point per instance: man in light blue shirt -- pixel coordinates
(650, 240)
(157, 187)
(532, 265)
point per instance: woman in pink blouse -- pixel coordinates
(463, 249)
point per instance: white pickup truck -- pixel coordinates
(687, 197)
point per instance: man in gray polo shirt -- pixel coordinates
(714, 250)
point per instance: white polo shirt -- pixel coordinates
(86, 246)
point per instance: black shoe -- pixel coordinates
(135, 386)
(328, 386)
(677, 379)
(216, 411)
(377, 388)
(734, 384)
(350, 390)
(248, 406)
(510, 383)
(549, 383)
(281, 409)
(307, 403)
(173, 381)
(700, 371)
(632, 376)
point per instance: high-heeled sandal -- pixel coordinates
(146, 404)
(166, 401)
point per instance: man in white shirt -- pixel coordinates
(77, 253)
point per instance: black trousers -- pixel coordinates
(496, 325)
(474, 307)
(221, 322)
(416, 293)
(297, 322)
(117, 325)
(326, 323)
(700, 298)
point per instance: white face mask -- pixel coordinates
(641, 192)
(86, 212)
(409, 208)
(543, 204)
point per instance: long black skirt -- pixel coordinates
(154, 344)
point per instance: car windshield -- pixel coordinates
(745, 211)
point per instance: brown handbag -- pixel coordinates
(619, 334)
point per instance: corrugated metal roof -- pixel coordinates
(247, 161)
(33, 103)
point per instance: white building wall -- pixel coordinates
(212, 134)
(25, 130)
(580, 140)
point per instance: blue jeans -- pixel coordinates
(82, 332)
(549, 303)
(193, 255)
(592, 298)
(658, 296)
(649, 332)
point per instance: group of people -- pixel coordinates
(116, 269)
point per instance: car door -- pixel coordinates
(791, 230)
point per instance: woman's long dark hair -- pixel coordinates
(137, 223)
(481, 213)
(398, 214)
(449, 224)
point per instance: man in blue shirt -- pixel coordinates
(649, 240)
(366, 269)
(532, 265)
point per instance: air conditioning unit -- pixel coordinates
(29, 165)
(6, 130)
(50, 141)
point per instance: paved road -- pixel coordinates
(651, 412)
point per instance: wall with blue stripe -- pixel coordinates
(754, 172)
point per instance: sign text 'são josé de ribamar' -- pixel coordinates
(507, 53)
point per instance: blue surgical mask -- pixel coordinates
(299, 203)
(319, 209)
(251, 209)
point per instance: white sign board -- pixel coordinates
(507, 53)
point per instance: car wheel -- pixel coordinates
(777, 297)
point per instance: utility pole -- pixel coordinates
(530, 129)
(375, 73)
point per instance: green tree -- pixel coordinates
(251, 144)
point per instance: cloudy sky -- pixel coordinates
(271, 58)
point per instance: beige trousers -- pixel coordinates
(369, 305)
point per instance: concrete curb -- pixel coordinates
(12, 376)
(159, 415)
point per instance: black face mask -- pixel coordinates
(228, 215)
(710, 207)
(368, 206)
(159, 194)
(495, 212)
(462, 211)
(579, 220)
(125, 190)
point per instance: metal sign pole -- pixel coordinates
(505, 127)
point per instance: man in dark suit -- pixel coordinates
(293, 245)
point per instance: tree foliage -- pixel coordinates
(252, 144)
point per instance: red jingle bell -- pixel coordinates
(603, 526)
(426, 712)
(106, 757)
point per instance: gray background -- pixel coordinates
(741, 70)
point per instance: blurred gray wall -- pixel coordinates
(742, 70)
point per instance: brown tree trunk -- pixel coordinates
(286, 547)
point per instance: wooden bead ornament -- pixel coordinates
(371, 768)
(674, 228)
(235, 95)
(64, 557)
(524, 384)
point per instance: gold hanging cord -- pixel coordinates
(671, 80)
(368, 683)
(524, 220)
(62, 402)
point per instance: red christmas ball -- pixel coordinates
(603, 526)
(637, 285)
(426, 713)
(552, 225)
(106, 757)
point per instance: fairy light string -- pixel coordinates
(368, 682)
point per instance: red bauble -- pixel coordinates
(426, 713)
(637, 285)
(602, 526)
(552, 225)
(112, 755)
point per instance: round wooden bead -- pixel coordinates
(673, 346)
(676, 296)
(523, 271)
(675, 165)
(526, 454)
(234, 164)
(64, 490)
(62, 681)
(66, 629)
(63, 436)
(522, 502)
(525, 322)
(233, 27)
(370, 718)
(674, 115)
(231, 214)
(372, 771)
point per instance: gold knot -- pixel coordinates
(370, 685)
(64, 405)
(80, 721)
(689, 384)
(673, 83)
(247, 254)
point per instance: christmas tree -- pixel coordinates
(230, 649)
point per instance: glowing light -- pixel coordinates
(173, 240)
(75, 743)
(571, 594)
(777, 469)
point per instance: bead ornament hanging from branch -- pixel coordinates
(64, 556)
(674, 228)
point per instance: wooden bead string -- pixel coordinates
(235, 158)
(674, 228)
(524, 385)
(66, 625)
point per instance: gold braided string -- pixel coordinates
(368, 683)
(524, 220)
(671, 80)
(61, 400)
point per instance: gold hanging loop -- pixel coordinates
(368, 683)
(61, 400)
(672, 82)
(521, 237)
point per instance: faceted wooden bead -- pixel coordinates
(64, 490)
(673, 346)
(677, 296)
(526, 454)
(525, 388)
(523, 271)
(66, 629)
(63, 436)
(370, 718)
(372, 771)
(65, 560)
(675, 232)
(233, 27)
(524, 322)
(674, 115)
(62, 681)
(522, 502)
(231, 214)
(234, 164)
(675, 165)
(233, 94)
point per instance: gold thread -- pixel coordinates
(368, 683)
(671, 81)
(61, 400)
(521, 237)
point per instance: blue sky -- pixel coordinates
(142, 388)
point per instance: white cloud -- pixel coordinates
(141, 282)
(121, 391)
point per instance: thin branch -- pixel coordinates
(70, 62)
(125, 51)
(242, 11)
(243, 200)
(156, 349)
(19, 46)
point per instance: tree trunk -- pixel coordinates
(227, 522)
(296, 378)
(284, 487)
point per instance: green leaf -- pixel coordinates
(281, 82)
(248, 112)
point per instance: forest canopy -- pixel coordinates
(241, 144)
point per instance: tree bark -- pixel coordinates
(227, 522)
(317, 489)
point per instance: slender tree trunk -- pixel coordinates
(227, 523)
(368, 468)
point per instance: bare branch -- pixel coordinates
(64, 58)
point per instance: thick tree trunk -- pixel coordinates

PROBLEM STATEMENT —
Rewrite the entire listing, substituting "image coordinates" for every "pixel coordinates" and leaving everything else unchanged.

FULL RESPONSE —
point per instance: man in light blue shirt -- image coordinates
(650, 240)
(157, 187)
(532, 265)
point per instance: woman in pink blouse -- image coordinates
(463, 249)
point per instance: white pickup truck -- image coordinates
(687, 197)
point per instance: man in gray polo shirt -- image coordinates
(714, 250)
point per instance: white polo shirt -- image coordinates
(86, 246)
point per instance: black shoe -- image coordinates
(135, 386)
(328, 386)
(677, 379)
(216, 411)
(377, 388)
(734, 384)
(350, 390)
(248, 406)
(510, 383)
(549, 383)
(281, 409)
(307, 403)
(173, 381)
(700, 371)
(632, 376)
point per instance: high-heeled sandal -- image coordinates
(146, 404)
(166, 401)
point per instance: man in white shirt -- image coordinates
(77, 253)
point per instance: black trousers -- image coordinates
(496, 325)
(474, 307)
(221, 322)
(416, 293)
(297, 322)
(117, 325)
(326, 323)
(700, 298)
point per instance: white face mask -- image coordinates
(641, 192)
(86, 212)
(409, 208)
(543, 204)
point per instance: long black skirt -- image coordinates
(154, 344)
point per instance: car windshield -- image coordinates
(745, 211)
point per instance: brown handbag -- image coordinates
(619, 334)
point per instance: corrugated metal roof -- image coordinates
(247, 161)
(33, 103)
point per instance: white building wall -- image coordinates
(212, 134)
(25, 130)
(580, 140)
point per instance: blue jeans -- image coordinates
(82, 332)
(549, 303)
(193, 255)
(592, 298)
(658, 296)
(649, 332)
point per instance: group of people -- image coordinates
(116, 269)
point per instance: car door -- image coordinates
(791, 230)
point per instance: woman's long dark hair -- image coordinates
(137, 223)
(481, 213)
(398, 214)
(449, 224)
point per instance: man in blue shirt -- image coordinates
(649, 240)
(366, 269)
(532, 265)
point per instance: air conditioning unit -- image coordinates
(29, 165)
(6, 130)
(50, 141)
point per instance: paved road -- image coordinates
(651, 412)
point per instance: wall with blue stripe -- image coordinates
(754, 172)
point per instance: sign text 'são josé de ribamar' -- image coordinates
(507, 53)
point per instance: blue surgical mask -- image coordinates
(299, 203)
(319, 209)
(251, 209)
point per instance: white sign board -- image coordinates
(507, 53)
point per instance: car wheel -- image coordinates
(777, 297)
point per instance: utility pole -- image coordinates
(530, 129)
(375, 73)
point per instance: green tree -- image coordinates
(251, 144)
point per instance: cloudy sky -- image coordinates
(271, 58)
point per instance: beige trousers -- image coordinates
(369, 305)
point per instance: concrete curb -- image coordinates
(12, 376)
(159, 415)
point per instance: black face mask -- image coordinates
(228, 215)
(710, 207)
(368, 206)
(159, 194)
(495, 212)
(462, 211)
(579, 220)
(125, 190)
point per instance: metal sign pole -- image coordinates
(505, 127)
point per instance: man in dark suit -- image coordinates
(293, 245)
point per instance: tree foliage -- image coordinates
(252, 144)
point per instance: red jingle bell -- image coordinates
(603, 526)
(426, 712)
(106, 757)
point per instance: gray background -- image coordinates
(741, 70)
point per instance: blurred gray wall -- image coordinates
(742, 70)
point per instance: brown tree trunk -- image coordinates
(286, 547)
point per instance: wooden bead ornament -- image coordinates
(371, 768)
(674, 228)
(235, 95)
(64, 557)
(524, 384)
point per instance: gold hanging cord -- image coordinates
(671, 80)
(368, 683)
(524, 220)
(62, 402)
point per instance: red christmas ball -- image coordinates
(603, 526)
(637, 285)
(426, 713)
(552, 225)
(106, 757)
point per instance: fairy light string -- image coordinates
(368, 682)
point per instance: red bauble -- image coordinates
(426, 713)
(637, 285)
(602, 526)
(552, 225)
(112, 755)
point per instance: round wooden bead -- image coordinates
(673, 346)
(676, 296)
(523, 271)
(675, 165)
(526, 454)
(234, 164)
(64, 490)
(62, 681)
(66, 629)
(63, 436)
(522, 502)
(525, 322)
(233, 27)
(370, 718)
(674, 115)
(231, 214)
(372, 771)
point per instance: gold knot -- image coordinates
(370, 685)
(64, 405)
(80, 721)
(689, 384)
(673, 83)
(247, 254)
point per instance: christmas tree -- image coordinates
(230, 649)
point per instance: glowing light -- image coordinates
(173, 240)
(75, 743)
(571, 594)
(777, 469)
point per instance: bead ornament hanging from branch -- image coordinates
(64, 556)
(674, 228)
point per instance: wooden bead string -- image coordinates
(235, 158)
(674, 228)
(524, 385)
(66, 625)
point per instance: gold braided string -- image coordinates
(368, 683)
(524, 220)
(671, 80)
(61, 400)
point per instance: gold hanging loop -- image coordinates
(368, 683)
(61, 400)
(672, 82)
(521, 237)
point per instance: faceted wooden bead -- image coordinates
(64, 490)
(673, 346)
(677, 296)
(526, 454)
(525, 388)
(523, 271)
(66, 629)
(63, 436)
(370, 718)
(372, 771)
(65, 560)
(675, 232)
(233, 27)
(524, 322)
(674, 115)
(62, 681)
(522, 502)
(231, 214)
(234, 164)
(675, 165)
(233, 94)
point per instance: gold thread -- image coordinates
(368, 683)
(671, 81)
(61, 400)
(521, 237)
point per instance: blue sky -- image coordinates
(142, 388)
point per instance: white cloud -- image coordinates
(141, 282)
(121, 391)
point per instance: thin branch -- image coordinates
(70, 62)
(125, 51)
(242, 11)
(243, 200)
(156, 349)
(19, 46)
point per instance: tree trunk -- image coordinates
(227, 522)
(296, 378)
(284, 487)
point per instance: green leaf -- image coordinates
(281, 82)
(248, 112)
point per instance: forest canopy -- image coordinates
(241, 144)
point per instance: tree bark -- image coordinates
(227, 522)
(317, 489)
point per instance: slender tree trunk -- image coordinates
(227, 523)
(368, 468)
point per instance: bare branch -- image coordinates
(64, 58)
point per instance: thick tree trunk -- image coordinates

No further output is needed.